### Aim of the exercise
Restate the post on DNS support from "I don't believe" to "guidance in mind.", renaming "administrators" as "operators".

### Source text
[ovs-dev] DNS support feature (was: Re: DNS support options)

Miguel Angel Ajo Pelayo majopela at redhat.com
Mon Oct 30 09:52:14 UTC 2017


I don't believe rounding up TTLs would be a good practice. The
administrators
are aware of the risks of having a very low TTL, so if they decide to pick
a low TTL they may have good reasons (like the possibility of a very close
event of the IP being moved, or some sort of failover mechanism, or a
way for dealing with dynamic dns). If you round it up you add unexpected
extra downtime.



On Fri, Oct 27, 2017 at 6:38 PM, Yifeng Sun <pkusunyifeng at gmail.com> wrote:

> Thanks a lot. I will keep your guidance in mind.

### Data extract

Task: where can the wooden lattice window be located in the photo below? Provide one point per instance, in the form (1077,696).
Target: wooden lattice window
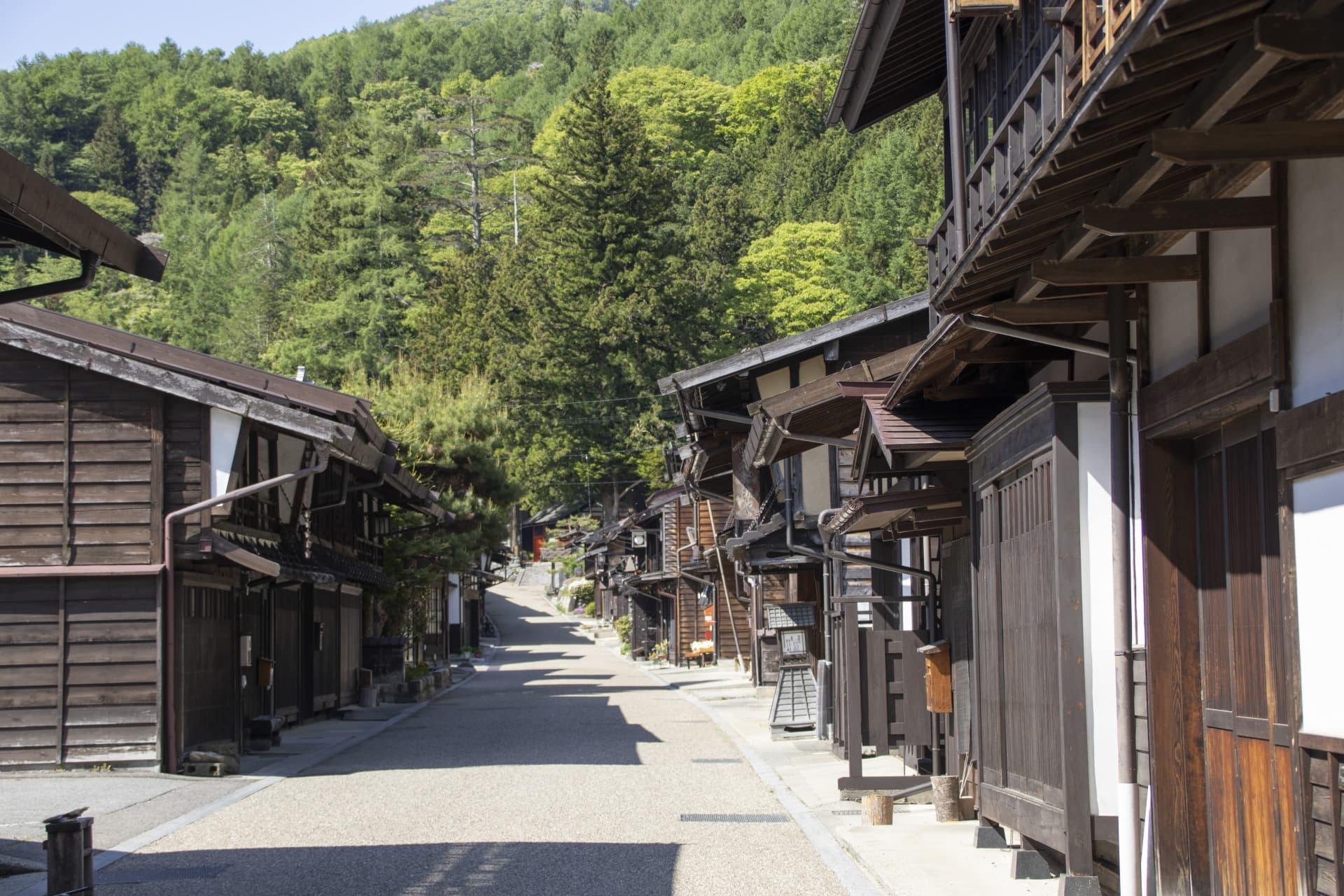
(1324,828)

### Answer to this problem
I don't believe rounding up TTLs would be a good practice. The
operators
are aware of the risks of having a very low TTL, so if they decide to pick
a low TTL they may have good reasons (like the possibility of a very close
event of the IP being moved, or some sort of failover mechanism, or a
way for dealing with dynamic dns). If you round it up you add unexpected
extra downtime.



On Fri, Oct 27, 2017 at 6:38 PM, Yifeng Sun <pkusunyifeng at gmail.com> wrote:

> Thanks a lot. I will keep your guidance in mind.